● **Exercise prompt**:
From the line containing "of the white" onward to the last line of the data below, copy each line exactly and add nothing.

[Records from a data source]
....
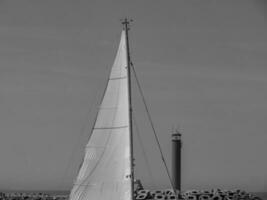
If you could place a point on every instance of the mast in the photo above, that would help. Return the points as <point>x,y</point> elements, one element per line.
<point>125,24</point>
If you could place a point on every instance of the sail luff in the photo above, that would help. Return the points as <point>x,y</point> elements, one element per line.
<point>126,28</point>
<point>106,169</point>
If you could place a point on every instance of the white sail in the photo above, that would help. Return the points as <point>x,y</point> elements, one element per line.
<point>105,171</point>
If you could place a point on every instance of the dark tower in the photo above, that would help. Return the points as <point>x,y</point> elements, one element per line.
<point>176,160</point>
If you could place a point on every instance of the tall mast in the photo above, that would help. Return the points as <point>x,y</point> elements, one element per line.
<point>125,24</point>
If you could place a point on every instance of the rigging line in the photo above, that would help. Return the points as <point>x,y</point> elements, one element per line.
<point>152,125</point>
<point>143,151</point>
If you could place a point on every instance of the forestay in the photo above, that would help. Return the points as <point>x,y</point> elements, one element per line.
<point>105,172</point>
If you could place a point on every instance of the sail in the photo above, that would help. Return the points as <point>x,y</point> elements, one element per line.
<point>105,171</point>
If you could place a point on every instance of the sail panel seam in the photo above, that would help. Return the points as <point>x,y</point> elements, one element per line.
<point>118,78</point>
<point>116,127</point>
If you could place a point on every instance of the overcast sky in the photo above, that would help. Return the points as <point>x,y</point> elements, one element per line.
<point>202,65</point>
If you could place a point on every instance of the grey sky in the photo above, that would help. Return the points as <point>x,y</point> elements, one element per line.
....
● **Expected output**:
If you could place a point on every instance of the white sail in the photo above, that would help. Return the points as <point>x,y</point> elements, one element per line.
<point>105,171</point>
If you could place a point on every instance of the dark tower in the photo above, that would help. Return the points as <point>x,y</point> elements, one element per line.
<point>176,160</point>
If you could place a point on every instance of the tall mast in the photo above, that would help. Return the points as <point>x,y</point> elements, one element per line.
<point>125,24</point>
If you could place a point on every instance of the rigging line in the photo above, that would help. Return the points as <point>x,y</point> elements, one element per line.
<point>152,125</point>
<point>143,151</point>
If you could place a point on every instance of the forestay in the photo above, that would help. Return the points as <point>x,y</point> elements, one element per line.
<point>105,172</point>
If you could place a point on every instance of the sail in the photo above, that would help. Return the points as <point>x,y</point> elements, one element per line.
<point>105,171</point>
If you could place a point on every instance of the sail panel seam in the photo above, that would help. Return the points as <point>x,y</point> elements, one element per line.
<point>118,78</point>
<point>116,127</point>
If you could place a point on every instance of the overcast sky in the photo above, that would help. Return the points as <point>x,y</point> elements, one element per line.
<point>202,65</point>
If you could place a point on every instance of the grey sky in the photo above, that would help. Return the points as <point>x,y</point> elements, one element per line.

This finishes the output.